▶ **YOUR TASK**:
Retype the tail of the data exactly, starting at the line containing "Spot the cherry syrup" and stopping at the last line.

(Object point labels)
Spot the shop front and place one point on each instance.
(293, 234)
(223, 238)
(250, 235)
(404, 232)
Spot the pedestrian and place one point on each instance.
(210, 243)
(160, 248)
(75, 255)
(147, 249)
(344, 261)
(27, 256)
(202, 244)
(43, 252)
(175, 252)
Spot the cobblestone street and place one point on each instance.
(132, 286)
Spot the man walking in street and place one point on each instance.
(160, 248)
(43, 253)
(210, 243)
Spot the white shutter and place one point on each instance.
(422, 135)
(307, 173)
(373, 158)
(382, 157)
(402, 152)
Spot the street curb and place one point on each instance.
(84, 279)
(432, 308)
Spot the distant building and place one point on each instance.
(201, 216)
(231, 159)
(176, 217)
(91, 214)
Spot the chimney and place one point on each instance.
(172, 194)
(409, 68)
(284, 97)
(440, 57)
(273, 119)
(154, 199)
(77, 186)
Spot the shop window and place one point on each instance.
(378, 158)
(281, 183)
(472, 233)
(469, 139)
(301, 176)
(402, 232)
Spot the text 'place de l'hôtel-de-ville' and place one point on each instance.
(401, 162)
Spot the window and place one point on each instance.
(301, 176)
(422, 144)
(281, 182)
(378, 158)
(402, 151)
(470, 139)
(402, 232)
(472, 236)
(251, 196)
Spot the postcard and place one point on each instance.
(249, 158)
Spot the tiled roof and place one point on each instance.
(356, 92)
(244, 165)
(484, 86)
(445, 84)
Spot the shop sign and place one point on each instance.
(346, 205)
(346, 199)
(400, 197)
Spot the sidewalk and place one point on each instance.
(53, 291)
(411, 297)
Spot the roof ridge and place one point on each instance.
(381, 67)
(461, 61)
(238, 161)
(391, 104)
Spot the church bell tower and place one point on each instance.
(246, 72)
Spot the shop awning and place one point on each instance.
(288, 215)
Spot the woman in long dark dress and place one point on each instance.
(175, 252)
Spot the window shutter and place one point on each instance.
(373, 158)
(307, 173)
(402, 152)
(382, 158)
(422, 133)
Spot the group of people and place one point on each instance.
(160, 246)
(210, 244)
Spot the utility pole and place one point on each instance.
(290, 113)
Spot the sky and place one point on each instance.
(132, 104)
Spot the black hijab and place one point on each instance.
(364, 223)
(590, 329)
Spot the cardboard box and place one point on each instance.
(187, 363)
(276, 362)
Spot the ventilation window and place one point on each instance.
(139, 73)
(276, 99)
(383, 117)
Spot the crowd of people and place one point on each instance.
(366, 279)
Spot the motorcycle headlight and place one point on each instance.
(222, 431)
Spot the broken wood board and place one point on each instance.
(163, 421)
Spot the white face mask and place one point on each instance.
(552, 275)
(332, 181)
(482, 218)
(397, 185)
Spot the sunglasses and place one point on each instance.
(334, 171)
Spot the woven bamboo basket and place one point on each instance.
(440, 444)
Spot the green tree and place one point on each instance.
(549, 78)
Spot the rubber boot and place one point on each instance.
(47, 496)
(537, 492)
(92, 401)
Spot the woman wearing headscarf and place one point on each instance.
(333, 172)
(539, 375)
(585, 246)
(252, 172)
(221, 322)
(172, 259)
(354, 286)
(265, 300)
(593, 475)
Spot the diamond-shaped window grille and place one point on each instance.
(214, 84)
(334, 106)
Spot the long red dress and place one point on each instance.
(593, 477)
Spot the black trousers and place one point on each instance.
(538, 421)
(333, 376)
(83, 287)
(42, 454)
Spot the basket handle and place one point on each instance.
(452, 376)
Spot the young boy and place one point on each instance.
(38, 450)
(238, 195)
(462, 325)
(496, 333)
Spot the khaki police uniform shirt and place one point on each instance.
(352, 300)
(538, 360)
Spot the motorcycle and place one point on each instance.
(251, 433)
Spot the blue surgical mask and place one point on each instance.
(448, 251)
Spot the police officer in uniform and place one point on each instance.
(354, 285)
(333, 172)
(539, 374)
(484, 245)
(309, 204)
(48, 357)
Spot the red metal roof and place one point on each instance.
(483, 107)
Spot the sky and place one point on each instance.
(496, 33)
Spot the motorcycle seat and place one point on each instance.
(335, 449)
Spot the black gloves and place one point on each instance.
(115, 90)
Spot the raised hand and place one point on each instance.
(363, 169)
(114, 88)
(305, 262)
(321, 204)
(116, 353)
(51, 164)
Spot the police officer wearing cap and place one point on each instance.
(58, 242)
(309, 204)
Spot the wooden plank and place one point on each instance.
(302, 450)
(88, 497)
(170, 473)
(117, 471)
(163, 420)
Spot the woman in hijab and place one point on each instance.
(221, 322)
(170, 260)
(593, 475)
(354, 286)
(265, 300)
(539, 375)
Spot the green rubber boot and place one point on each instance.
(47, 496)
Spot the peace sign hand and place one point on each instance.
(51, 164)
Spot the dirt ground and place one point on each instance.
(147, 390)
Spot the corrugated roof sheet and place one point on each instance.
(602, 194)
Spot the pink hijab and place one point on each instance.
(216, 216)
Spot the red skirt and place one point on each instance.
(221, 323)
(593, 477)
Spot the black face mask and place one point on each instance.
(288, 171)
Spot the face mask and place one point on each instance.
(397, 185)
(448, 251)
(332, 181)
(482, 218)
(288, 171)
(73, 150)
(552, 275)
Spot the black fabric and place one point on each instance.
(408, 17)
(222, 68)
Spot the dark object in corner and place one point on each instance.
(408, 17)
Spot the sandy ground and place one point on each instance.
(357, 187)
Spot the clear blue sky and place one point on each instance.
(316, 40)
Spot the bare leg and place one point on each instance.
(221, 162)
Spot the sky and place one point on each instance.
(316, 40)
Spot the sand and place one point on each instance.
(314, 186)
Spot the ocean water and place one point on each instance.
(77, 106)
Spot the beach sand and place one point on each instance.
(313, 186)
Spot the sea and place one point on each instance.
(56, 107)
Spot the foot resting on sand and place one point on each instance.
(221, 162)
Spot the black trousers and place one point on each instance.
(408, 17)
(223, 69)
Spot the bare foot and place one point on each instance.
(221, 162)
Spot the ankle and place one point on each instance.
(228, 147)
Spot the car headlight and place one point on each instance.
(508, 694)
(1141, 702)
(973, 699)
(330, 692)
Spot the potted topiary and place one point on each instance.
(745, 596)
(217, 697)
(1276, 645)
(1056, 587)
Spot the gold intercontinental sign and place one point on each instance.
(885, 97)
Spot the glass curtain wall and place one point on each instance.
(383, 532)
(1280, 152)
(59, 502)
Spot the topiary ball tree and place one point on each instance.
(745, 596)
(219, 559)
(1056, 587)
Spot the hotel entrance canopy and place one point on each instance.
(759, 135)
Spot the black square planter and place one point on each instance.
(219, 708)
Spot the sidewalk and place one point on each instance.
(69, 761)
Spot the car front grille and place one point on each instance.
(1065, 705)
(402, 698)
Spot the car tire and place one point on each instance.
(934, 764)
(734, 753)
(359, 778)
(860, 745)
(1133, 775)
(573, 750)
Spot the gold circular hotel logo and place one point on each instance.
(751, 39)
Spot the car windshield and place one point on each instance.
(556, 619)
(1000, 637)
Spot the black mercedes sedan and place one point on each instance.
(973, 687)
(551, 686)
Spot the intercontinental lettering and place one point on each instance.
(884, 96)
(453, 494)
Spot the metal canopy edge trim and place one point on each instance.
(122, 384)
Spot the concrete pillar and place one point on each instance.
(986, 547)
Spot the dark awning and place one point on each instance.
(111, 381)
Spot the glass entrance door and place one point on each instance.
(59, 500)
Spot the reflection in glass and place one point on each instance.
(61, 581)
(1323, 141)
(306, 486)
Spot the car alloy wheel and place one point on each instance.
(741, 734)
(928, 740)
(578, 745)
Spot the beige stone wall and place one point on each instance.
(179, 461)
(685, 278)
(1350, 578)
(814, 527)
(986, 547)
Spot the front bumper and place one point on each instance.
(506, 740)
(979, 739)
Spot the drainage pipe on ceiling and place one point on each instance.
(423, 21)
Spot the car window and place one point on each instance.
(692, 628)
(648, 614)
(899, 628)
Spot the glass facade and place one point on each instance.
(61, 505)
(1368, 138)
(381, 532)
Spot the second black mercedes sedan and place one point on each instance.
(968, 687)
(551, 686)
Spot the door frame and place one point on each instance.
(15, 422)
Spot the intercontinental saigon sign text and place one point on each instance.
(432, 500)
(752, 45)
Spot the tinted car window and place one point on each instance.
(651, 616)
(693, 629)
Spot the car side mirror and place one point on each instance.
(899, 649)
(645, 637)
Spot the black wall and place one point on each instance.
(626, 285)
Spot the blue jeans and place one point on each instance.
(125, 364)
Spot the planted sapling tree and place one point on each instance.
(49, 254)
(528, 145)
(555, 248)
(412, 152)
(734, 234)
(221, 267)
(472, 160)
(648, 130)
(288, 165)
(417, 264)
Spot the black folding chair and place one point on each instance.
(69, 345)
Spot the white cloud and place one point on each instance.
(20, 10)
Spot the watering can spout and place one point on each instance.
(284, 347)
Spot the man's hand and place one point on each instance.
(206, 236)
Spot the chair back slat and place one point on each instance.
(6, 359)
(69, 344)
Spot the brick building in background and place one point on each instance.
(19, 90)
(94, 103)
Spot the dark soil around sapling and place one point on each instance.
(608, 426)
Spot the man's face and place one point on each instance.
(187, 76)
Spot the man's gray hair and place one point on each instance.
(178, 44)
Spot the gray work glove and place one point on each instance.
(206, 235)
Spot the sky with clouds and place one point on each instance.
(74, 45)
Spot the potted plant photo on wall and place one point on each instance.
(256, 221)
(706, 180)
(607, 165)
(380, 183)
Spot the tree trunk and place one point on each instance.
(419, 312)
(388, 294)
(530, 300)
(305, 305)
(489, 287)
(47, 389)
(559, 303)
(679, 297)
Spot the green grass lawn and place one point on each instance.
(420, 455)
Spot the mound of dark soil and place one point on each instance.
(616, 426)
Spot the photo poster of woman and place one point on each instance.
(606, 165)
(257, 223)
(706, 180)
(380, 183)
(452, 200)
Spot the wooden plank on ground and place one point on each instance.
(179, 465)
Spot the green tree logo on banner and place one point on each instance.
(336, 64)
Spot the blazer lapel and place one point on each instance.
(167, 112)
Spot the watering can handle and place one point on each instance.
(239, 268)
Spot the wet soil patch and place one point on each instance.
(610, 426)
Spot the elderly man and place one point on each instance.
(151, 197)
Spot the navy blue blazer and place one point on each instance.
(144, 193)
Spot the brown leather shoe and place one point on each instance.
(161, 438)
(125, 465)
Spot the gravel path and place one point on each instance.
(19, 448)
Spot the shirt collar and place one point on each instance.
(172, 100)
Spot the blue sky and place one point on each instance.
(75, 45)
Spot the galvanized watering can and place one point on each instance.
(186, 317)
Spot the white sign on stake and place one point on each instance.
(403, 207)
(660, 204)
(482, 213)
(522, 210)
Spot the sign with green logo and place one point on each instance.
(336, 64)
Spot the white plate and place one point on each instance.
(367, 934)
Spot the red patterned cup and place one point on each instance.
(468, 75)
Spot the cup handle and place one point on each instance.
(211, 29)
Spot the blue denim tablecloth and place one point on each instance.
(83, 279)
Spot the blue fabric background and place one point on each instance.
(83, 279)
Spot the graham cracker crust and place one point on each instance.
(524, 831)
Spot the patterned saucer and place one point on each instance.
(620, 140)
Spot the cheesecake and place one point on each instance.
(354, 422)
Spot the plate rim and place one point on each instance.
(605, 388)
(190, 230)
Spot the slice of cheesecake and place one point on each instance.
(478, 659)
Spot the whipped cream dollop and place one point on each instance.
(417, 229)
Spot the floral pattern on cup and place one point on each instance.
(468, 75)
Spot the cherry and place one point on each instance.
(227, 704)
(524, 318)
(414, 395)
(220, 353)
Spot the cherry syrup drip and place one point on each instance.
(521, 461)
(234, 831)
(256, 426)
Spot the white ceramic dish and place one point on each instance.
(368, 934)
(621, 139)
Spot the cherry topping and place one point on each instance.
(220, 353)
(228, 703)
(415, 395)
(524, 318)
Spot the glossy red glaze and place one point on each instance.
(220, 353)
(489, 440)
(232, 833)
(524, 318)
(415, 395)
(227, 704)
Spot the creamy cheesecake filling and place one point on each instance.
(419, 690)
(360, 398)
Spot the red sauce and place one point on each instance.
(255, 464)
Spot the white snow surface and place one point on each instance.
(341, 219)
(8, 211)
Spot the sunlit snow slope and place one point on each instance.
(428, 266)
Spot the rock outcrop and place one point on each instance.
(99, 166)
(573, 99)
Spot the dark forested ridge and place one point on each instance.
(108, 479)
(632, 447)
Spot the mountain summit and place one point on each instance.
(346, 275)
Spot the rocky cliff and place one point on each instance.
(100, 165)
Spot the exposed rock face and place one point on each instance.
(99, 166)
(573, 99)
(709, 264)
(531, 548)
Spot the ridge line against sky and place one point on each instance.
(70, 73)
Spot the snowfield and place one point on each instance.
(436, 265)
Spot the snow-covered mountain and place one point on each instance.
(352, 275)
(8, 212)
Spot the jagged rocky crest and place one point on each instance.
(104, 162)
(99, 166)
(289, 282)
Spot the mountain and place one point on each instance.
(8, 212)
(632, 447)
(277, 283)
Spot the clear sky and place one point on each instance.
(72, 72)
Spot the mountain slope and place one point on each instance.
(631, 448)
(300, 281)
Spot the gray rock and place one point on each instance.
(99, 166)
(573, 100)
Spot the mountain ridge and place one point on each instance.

▶ **TASK SOLUTION**:
Spot the cherry syrup drip and place one point on each instance.
(521, 461)
(234, 831)
(256, 426)
Spot the white ceramic dish and place one point on each instance.
(368, 934)
(621, 139)
Spot the cherry topping and place one point on each instance.
(220, 353)
(228, 703)
(415, 395)
(524, 318)
Spot the glossy red glaze and place one point on each instance.
(220, 353)
(489, 440)
(232, 833)
(524, 318)
(415, 395)
(227, 704)
Spot the creamy cheesecake filling and place one point on each instance.
(419, 690)
(360, 398)
Spot the red sauce and place one point on each instance.
(255, 464)
Spot the white snow surface and place one point on each instance.
(341, 219)
(8, 211)
Spot the sunlit snow slope and place one point on each instance.
(428, 266)
Spot the rock outcrop and place one point on each instance.
(99, 166)
(573, 99)
Spot the dark forested ridge and place one point on each instance.
(108, 479)
(632, 447)
Spot the mountain summit and place one point on each instance.
(346, 275)
Spot the rocky cliff and place one point on each instance.
(100, 165)
Spot the exposed rock face and place one point on each instance.
(99, 166)
(573, 99)
(709, 264)
(531, 548)
Spot the ridge line against sky and place one point on each instance.
(70, 73)
Spot the snowfield and place one point on each instance.
(436, 265)
Spot the snow-covered mountain and place one point on each instance.
(352, 275)
(8, 212)
Spot the jagged rocky crest and place one point on each instance.
(104, 162)
(99, 166)
(289, 282)
Spot the mountain and place one point on each instance.
(8, 212)
(632, 447)
(277, 283)
Spot the clear sky and place one point on each instance.
(72, 72)
Spot the mountain slope and place one point on each instance.
(631, 448)
(300, 281)
Spot the gray rock and place one point on each instance.
(99, 166)
(573, 100)
Spot the mountain ridge and place one point on each instance.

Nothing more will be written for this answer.